WHAT TO PRODUCE:
Write the material out again in full, exactly.

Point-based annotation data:
** BEGIN **

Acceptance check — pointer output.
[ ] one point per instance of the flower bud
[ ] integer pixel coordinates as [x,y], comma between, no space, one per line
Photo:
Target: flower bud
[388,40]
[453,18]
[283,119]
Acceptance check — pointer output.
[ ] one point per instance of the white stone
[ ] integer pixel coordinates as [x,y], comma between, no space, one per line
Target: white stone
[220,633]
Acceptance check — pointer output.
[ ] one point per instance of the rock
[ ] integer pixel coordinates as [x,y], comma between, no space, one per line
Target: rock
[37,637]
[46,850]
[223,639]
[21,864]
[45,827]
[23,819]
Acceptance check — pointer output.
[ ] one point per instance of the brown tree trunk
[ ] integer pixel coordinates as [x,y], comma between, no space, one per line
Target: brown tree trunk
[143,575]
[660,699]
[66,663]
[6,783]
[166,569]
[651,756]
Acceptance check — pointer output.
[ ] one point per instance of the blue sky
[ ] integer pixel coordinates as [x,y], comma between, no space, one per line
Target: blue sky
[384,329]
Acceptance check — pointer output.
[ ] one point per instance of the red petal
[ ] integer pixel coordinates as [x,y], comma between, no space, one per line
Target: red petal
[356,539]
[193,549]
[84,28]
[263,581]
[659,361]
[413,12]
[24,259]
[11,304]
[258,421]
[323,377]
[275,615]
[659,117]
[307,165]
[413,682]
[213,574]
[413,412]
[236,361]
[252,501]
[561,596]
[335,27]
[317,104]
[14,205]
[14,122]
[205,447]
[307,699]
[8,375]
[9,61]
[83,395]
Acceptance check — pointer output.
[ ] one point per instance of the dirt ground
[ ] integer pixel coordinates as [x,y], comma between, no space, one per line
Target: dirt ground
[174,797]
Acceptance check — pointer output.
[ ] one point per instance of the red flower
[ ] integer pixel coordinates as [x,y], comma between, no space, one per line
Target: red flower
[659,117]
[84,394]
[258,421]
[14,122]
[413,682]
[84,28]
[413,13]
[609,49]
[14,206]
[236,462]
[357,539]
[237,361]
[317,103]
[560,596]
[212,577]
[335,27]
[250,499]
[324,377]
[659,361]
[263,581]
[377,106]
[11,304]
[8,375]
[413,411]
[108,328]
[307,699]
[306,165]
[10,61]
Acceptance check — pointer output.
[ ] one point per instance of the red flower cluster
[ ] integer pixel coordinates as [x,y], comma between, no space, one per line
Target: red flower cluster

** END **

PROBLEM SOLUTION:
Acceptance check — pointer output.
[ ] one point per instance of the flower bud
[ ] integer pixel coordinates as [x,y], comma between, no space, one per line
Photo:
Target: flower bud
[388,40]
[453,18]
[283,119]
Acceptance check — pointer output.
[ ] one point per instance of the white stone
[ ] integer pixel coordinates as [x,y], comma between, no space, one per line
Target: white stone
[220,633]
Acceptance check — pointer output.
[ ] one point per instance of the rock
[ ] integer pixel coordinates as [x,y], comma between, no space, one per line
Target: rock
[37,637]
[46,850]
[223,639]
[21,864]
[45,827]
[23,819]
Acceptance check — pointer output.
[ ] one point per instance of the brown tree trunk
[ ] integer pixel coordinates as [x,y], comma between, no space, one per line
Target: brown tree trunk
[143,575]
[660,699]
[66,663]
[6,783]
[166,569]
[651,756]
Acceptance check — pointer output.
[ ] one point per instance of the blue sky
[ ] integer pixel coordinates as [x,y], comma between, no space, one per line
Target: blue sky
[384,329]
Acceptance check — pointer output.
[ ] one point per instance of the red petal
[ ] integer pixel coordinates as [x,y], comma between, no space, one per line
Target: red petal
[356,539]
[193,549]
[84,28]
[263,581]
[659,361]
[413,12]
[24,259]
[11,304]
[258,421]
[323,377]
[275,615]
[659,117]
[307,165]
[413,682]
[213,574]
[413,412]
[236,361]
[252,501]
[561,596]
[335,27]
[317,104]
[14,205]
[14,122]
[205,447]
[307,699]
[8,375]
[9,61]
[83,395]
Acceptance check — pointer output.
[ ] one point per instance of the dirt ground
[ ] integer pixel coordinates as [x,y], comma between, no space, one per line
Target: dirt ground
[174,797]
Acceptance check — pointer output.
[ ] one point per instance of the red flower
[ ] integer pixel coordinates as [x,y], comma between, no space, one per line
Target: red flower
[659,117]
[84,394]
[258,421]
[14,122]
[413,682]
[84,28]
[413,13]
[609,49]
[14,206]
[236,462]
[357,539]
[237,361]
[317,103]
[560,596]
[212,577]
[335,27]
[250,499]
[324,377]
[659,361]
[263,581]
[377,106]
[11,304]
[8,375]
[413,411]
[108,328]
[307,699]
[306,165]
[10,61]
Acceptance check — pointer output.
[ ] one point per instance of the red flower cluster
[ ] integer pixel coordinates as [x,y], comma between, no space, one per line
Target: red flower cluster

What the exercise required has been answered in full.